THE PROBLEM
Copy out each line of the material exactly. Pictures do not belong in the copy.

*** Block opens ***

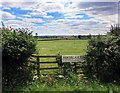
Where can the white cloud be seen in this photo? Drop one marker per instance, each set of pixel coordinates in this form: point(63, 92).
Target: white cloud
point(6, 15)
point(41, 14)
point(6, 8)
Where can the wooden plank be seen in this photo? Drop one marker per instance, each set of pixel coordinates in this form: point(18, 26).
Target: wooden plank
point(45, 56)
point(38, 66)
point(48, 62)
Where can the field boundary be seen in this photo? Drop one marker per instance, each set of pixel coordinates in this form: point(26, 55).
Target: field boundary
point(58, 61)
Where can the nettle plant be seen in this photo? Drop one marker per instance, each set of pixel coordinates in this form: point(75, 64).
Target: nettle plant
point(17, 46)
point(103, 55)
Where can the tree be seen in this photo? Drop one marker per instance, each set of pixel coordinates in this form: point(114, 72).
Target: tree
point(17, 46)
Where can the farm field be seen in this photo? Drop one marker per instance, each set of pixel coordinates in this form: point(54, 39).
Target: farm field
point(64, 47)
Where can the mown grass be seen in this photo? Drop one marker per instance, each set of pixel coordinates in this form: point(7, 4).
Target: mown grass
point(73, 83)
point(64, 47)
point(69, 84)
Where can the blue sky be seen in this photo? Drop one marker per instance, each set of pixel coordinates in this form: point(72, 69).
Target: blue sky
point(60, 17)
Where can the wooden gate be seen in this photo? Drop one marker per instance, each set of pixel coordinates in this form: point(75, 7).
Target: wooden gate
point(58, 61)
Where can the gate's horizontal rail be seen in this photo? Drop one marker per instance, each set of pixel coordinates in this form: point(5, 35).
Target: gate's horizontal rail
point(45, 56)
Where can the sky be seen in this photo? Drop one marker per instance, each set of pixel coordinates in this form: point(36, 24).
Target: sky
point(60, 17)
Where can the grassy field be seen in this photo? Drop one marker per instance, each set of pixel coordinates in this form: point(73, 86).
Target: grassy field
point(64, 47)
point(71, 83)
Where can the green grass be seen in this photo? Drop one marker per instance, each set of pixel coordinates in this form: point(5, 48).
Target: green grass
point(74, 84)
point(64, 47)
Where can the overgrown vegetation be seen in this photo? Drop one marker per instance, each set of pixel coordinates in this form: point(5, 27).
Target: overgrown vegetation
point(103, 57)
point(17, 46)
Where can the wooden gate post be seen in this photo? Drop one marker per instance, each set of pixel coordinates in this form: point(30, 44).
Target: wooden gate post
point(38, 66)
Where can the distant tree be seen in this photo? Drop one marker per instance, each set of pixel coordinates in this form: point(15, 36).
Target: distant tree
point(79, 36)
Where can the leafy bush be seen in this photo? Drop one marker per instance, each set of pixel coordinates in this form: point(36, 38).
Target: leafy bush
point(17, 47)
point(103, 54)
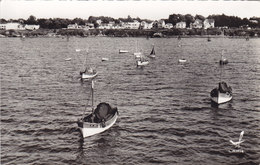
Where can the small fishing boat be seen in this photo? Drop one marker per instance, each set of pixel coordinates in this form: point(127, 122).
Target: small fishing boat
point(222, 93)
point(181, 60)
point(142, 61)
point(105, 59)
point(67, 59)
point(209, 39)
point(89, 73)
point(123, 51)
point(152, 54)
point(223, 60)
point(101, 118)
point(137, 53)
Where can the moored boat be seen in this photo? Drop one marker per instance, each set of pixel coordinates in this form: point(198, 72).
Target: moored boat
point(152, 54)
point(101, 118)
point(123, 51)
point(222, 93)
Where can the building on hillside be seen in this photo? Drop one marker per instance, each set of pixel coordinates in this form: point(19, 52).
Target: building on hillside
point(73, 26)
point(99, 21)
point(12, 26)
point(198, 24)
point(146, 25)
point(180, 25)
point(209, 23)
point(161, 24)
point(32, 27)
point(89, 26)
point(168, 26)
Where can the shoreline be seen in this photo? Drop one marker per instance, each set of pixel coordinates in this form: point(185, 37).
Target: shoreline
point(124, 33)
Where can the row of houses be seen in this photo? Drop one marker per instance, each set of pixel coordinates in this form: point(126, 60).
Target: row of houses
point(18, 26)
point(207, 23)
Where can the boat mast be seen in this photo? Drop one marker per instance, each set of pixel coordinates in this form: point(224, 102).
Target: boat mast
point(92, 95)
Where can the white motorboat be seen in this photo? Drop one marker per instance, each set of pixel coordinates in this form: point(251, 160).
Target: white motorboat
point(136, 53)
point(222, 93)
point(67, 59)
point(142, 62)
point(182, 60)
point(152, 54)
point(223, 60)
point(123, 51)
point(89, 73)
point(105, 59)
point(101, 118)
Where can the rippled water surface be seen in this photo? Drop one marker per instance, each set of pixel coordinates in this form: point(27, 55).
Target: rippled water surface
point(166, 116)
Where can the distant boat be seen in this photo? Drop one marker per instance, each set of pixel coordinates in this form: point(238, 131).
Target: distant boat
point(89, 73)
point(237, 144)
point(123, 51)
point(209, 39)
point(181, 60)
point(101, 118)
point(105, 59)
point(137, 53)
point(223, 60)
point(152, 54)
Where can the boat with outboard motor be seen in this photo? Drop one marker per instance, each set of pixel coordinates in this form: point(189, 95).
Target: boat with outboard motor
point(222, 93)
point(101, 118)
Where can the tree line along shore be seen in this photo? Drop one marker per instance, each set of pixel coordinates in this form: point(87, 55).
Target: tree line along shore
point(151, 33)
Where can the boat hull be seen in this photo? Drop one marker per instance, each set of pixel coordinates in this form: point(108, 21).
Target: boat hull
point(89, 129)
point(142, 63)
point(104, 59)
point(182, 60)
point(123, 51)
point(88, 76)
point(221, 98)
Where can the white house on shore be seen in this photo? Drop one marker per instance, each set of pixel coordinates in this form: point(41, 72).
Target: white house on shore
point(12, 26)
point(73, 26)
point(209, 23)
point(198, 24)
point(168, 26)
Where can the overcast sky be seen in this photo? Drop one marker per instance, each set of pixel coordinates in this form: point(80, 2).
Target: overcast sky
point(144, 9)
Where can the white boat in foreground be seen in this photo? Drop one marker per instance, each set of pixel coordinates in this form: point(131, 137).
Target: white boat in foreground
point(142, 63)
point(67, 59)
point(88, 73)
point(105, 59)
point(182, 60)
point(123, 51)
point(223, 61)
point(152, 54)
point(101, 119)
point(222, 93)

*** Block closes ***

OUTPUT OF THE EXERCISE
Where can the white cloud be seen in this photo? Drop one marker per instance, each set of pixel coordinates in this form: point(63, 92).
Target: white cloud
point(6, 15)
point(41, 14)
point(6, 8)
Where can the wooden plank be seen in this photo? Drop one marker per instance, each set of pixel coordinates in this form: point(18, 26).
Target: wooden plank
point(45, 56)
point(38, 66)
point(48, 62)
Where can the field boundary be seen in this photo? Drop one marker per instance, each set of pixel coordinates in this form: point(26, 55).
Target: field boundary
point(58, 61)
Where can the nettle plant be seen in this photo? Drop one marker per instance, each set of pixel coordinates in this form: point(75, 64).
Target: nettle plant
point(17, 46)
point(103, 55)
Where can the tree be seen in this photo? Drop one marker per instance, each set of pixel coordinates in this form: point(114, 72).
Target: tree
point(17, 46)
Where can the farm field be seen in this photo? Drop one marker per instance, each set of pixel coordinates in this form: point(54, 39).
Target: farm field
point(64, 47)
Where can the mown grass be seen in this photo? Drop one marker per instance, each set of pixel coordinates in this form: point(7, 4).
Target: mown grass
point(73, 83)
point(64, 47)
point(69, 84)
Where can the blue sky be seen in this photo? Drop one marker per instance, each set of pixel coordinates in this form: point(72, 69).
Target: blue sky
point(60, 17)
Where can the wooden gate be seen in this photo? Drop one marker per instance, each set of pixel coordinates in this form: point(75, 7).
Target: wooden gate
point(58, 61)
Where can the gate's horizontal rail be seen in this photo? Drop one marker per instance, each set of pixel coordinates in this form: point(5, 35).
Target: gate's horizontal rail
point(45, 56)
Where can the sky be seen in this photo? Drop one marker per instance, each set of pixel coordinates in this form: point(36, 24).
Target: sky
point(60, 17)
Where can the grassy field be seen in this photo? Drop one marker per instance, each set of pixel coordinates in this form: point(73, 86).
Target: grassy field
point(64, 47)
point(71, 83)
Where can the green grass be seen in this photo? Drop one marker per instance, each set of pixel coordinates in this form: point(5, 48).
Target: green grass
point(74, 84)
point(64, 47)
Where can the overgrown vegetation be seen in this photo? Drop one marker per instance, each set of pixel coordinates in this form: point(5, 27).
Target: overgrown vegetation
point(103, 57)
point(17, 46)
Where can the wooden gate post be seen in this photo? Drop one marker per instance, each set of pixel coordinates in this form: point(30, 44).
Target: wooden gate post
point(38, 66)
Where can the distant tree be seen in this photo? Drop one marker per instance, each set of pixel coordinates in this form: point(15, 36).
Target: distant tree
point(79, 36)
Where can the leafy bush be seen in this photo? Drop one marker per instance, each set of pixel coordinates in this form: point(36, 38).
Target: leafy bush
point(17, 47)
point(103, 54)
Where can the small fishing boat be seen in this photo? Drop one marker per instance, each set of pixel coordinates in this form: point(127, 122).
Target: small fishing boat
point(222, 93)
point(181, 60)
point(142, 61)
point(105, 59)
point(67, 59)
point(209, 39)
point(89, 73)
point(123, 51)
point(152, 54)
point(223, 60)
point(101, 118)
point(137, 53)
Where can the moored boat be seen in this photo? Drop one marker per instance, each set of pixel coordinates in this form: point(198, 72).
Target: moored boat
point(152, 54)
point(101, 118)
point(123, 51)
point(222, 93)
Where can the building on hillside be seen in this photo? Drop one marker per instance, each set of pixel coordinates in this form: point(19, 52).
Target: building on hillside
point(73, 26)
point(99, 21)
point(12, 26)
point(198, 24)
point(146, 25)
point(180, 25)
point(209, 23)
point(161, 24)
point(32, 27)
point(89, 26)
point(168, 26)
Where can the shoreline be seen in this photo? Drop one marker per instance, each set of pixel coordinates in this form: point(185, 37).
Target: shoreline
point(124, 33)
Where can the row of houses be seen in this photo? Drop one marker per instance, each set of pixel coordinates in this form: point(126, 60).
Target: row of houses
point(18, 26)
point(207, 23)
Where can the boat mast be seen in this photo? Drop one marker per instance, each set of pixel coordinates in this form: point(224, 102).
Target: boat mast
point(92, 95)
Where can the white motorboat be seen in this photo? Drop one marker per instance, each set of pixel coordinates in this form: point(251, 160).
Target: white motorboat
point(136, 53)
point(222, 93)
point(67, 59)
point(142, 62)
point(182, 60)
point(152, 54)
point(223, 60)
point(123, 51)
point(89, 73)
point(105, 59)
point(101, 118)
Where can the rippled water surface be seen in this photo? Drop one marker per instance, each set of pixel coordinates in this form: point(27, 55).
Target: rippled water surface
point(166, 116)
Where can the distant boat be seen in this photo? Drop one marker per instance, each set of pixel coordinates in this form: point(238, 131).
Target: distant boat
point(89, 73)
point(237, 144)
point(123, 51)
point(209, 39)
point(181, 60)
point(101, 118)
point(105, 59)
point(137, 53)
point(223, 60)
point(152, 54)
Where can the boat with outboard motor be seen in this photo? Drop one marker per instance, each set of pixel coordinates in this form: point(189, 95).
Target: boat with outboard motor
point(222, 93)
point(101, 118)
Where can the tree line along shore be seen in this photo? Drop one marker per instance, each set of pixel coordinates in this form: point(87, 55).
Target: tree line along shore
point(151, 33)
Where can the boat hull be seen in this photo? Drop one marker per instance, each set of pixel coordinates in this form: point(108, 21).
Target: boat hull
point(89, 129)
point(142, 63)
point(104, 59)
point(182, 60)
point(123, 51)
point(88, 76)
point(221, 98)
Where can the white house on shore be seen in this photo? Drop one marker per instance, each set of pixel coordinates in this form: point(41, 72).
Target: white house on shore
point(12, 26)
point(73, 26)
point(209, 23)
point(198, 24)
point(168, 26)
Where can the overcast sky be seen in this photo? Drop one marker per instance, each set of pixel coordinates in this form: point(80, 2).
Target: overcast sky
point(144, 9)
Where can the white boat in foreground be seen in this photo? Drop one marker per instance, each set of pixel coordinates in this form: point(131, 137).
Target: white boat in foreground
point(142, 63)
point(67, 59)
point(88, 73)
point(105, 59)
point(182, 60)
point(123, 51)
point(223, 61)
point(152, 54)
point(101, 119)
point(222, 93)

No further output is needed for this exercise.